#### DOCUMENT PASSAGE ####
A 40% drop is a catastrophic event in the financial markets, known as a severe bear market or even a crash. These events are rare, but they are seared into the collective memory of investors because of the immense financial and psychological damage they cause.
Here’s a breakdown of how often it has happened and the historical context.
How Often Has the Stock Market Fallen 40% or More?
In the modern history of the U.S. stock market (primarily using the S&P 500 and its predecessor indices as a benchmark), a peak-to-trough decline of 40% or more has occurred only a handful of times.
Since 1900, there have been five such devastating declines:
The Great Depression (1929-1932): The mother of all market crashes. The stock market plummeted nearly 90% at its worst point. A 40% drop was passed early on in a long, terrifying slide.
Cause: A speculative bubble, a banking crisis, and catastrophic economic policy (protectionist tariffs, monetary contraction).
Recovery Time: It took until 1954 for the market to regain its 1929 peak—over 25 years.
The 1937-1938 "Recession within a Depression": After a partial recovery from the lows of 1932, the market experienced another sharp drop of about -60% from its 1937 peak.
Cause: Premature fiscal and monetary tightening by the government and the Federal Reserve.
Recovery Time: The market did not sustainably exceed its 1937 peak until the post-WWII boom in the late 1940s.
The 1973-1974 Bear Market: A brutal, grinding bear market where the S&P 500 fell -48%.
Cause: The OPEC oil embargo, skyrocketing inflation ("stagflation"), and the collapse of the "Nifty Fifty" blue-chip stocks.
Recovery Time: It took 7.5 years for the market to reach a new inflation-adjusted high in 1982.
The 2000-2002 Dot-Com Crash: After the implosion of the tech bubble, the S&P 500 fell -49%.
Cause: Speculative mania in internet and technology stocks with no earnings, followed by a severe recession and the 9/11 attacks.
Recovery Time: The S&P 500 reached a new nominal high in 2007, but when adjusted for inflation, it did not fully recover until 2013.
The 2007-2009 Financial Crisis: The S&P 500 plunged -57% at its nadir.
Cause: A housing bubble, a crisis in subprime mortgages, and a resulting global financial system meltdown.
Recovery Time: The S&P 500 reached a new nominal high in 2013, about 5.5 years after the peak.
Comments:
In 1973, I remembered the OPEC oil embargo and the stagflation it caused to the economy of the UK. No knowledge of the impact on the stock market, but did noted the prices of properties dropped a lot. Bank interest rates were sky high (> 10%) at one stage as the central bankers tried to reign in inflation. Lesson learned: despite the high interest rate, your cash actually lost value due to the high inflation.
I witnessed the October 1987 crash. Still remembered the exact day as I happened to be with a stock broker, who lamented how this was going to affect the whole industry severely. Just started my career and had not invested in the market then. But it was educational watching the market crashed and rose rather quickly. However, the impact on the stockbroking industry was real for those who were part of it.
My first stock was bought in 1993. How intelligent was I in my investing? On hindsight, I was not intelligent at all. My buying and selling was based on tips, rumours, greed and fear. I was very lucky to have an experienced investor who recommended me to buy certain counters and because I believe and know his ability and knowledge, I followed with his recommendations with little hesitation. His briefing to me on the stock was often a less than 2 minutes brief. "I think you should look into buying some of this company. It is doing this and that. It is a good company and its results have been this and that. It also gives good dividends."
####
## TASK 1
Answer these questions from the passage on 40% stock market drops.
(a) According to the passage, in what year did the market regain its 1929 peak?
(b) How far did the S&P 500 fall at its nadir during the 2007-2009 Financial Crisis?
(c) In what year did the writer of the final comment buy a first stock?
## TASK 2
From the passage on 40% stock market drops, write out the part that begins with the words containing "Recovery Time: It took until" and ends with "the late 1940s.".
## TASK 3
Name every decline of 40% or more since 1900 that the passage on 40% stock market drops lists, with the years the passage gives for each.
#### DATASET SECTION ####
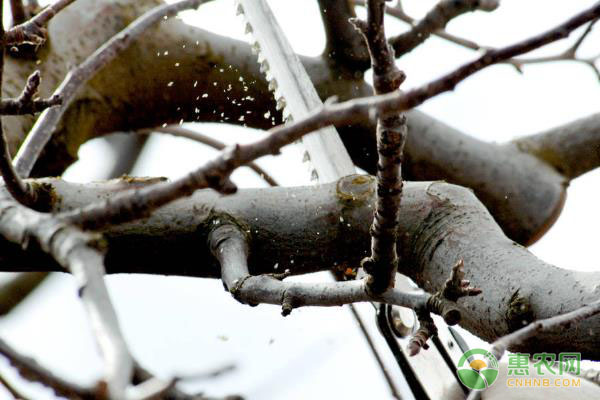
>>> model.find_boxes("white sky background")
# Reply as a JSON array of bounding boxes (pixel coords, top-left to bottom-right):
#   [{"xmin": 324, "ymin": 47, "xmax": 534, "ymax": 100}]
[{"xmin": 0, "ymin": 0, "xmax": 600, "ymax": 399}]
####
## PROBLEM SOLUTION 1
(a) 1954, over 25 years later.
(b) -57%.
(c) 1993.

## PROBLEM SOLUTION 2
Recovery Time: It took until 1954 for the market to regain its 1929 peak—over 25 years.
The 1937-1938 "Recession within a Depression": After a partial recovery from the lows of 1932, the market experienced another sharp drop of about -60% from its 1937 peak.
Cause: Premature fiscal and monetary tightening by the government and the Federal Reserve.
Recovery Time: The market did not sustainably exceed its 1937 peak until the post-WWII boom in the late 1940s.

## PROBLEM SOLUTION 3
The Great Depression (1929-1932)
The 1937-1938 "Recession within a Depression"
The 1973-1974 Bear Market
The 2000-2002 Dot-Com Crash
The 2007-2009 Financial Crisis